Point annotation records
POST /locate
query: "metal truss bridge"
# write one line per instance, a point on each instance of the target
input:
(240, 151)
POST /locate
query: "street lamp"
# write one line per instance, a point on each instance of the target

* * *

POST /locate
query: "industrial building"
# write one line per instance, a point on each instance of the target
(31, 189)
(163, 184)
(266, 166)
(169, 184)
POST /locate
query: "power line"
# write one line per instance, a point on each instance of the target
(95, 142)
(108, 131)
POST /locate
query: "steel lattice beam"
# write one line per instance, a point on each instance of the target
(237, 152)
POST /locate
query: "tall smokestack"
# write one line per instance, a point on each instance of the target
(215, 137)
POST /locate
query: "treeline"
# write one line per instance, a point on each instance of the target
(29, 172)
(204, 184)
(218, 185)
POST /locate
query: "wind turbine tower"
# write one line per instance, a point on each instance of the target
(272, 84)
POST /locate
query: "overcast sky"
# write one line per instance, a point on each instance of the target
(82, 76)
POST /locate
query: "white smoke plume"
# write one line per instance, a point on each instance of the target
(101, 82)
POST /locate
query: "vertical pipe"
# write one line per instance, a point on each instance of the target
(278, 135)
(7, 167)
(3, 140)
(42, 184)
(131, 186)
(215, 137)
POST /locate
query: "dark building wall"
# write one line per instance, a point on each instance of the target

WRITTEN EXERCISE
Count the lines in the items above that contain the string "query", matching case exactly, and reply with only that number.

SOLUTION TO THIS TASK
12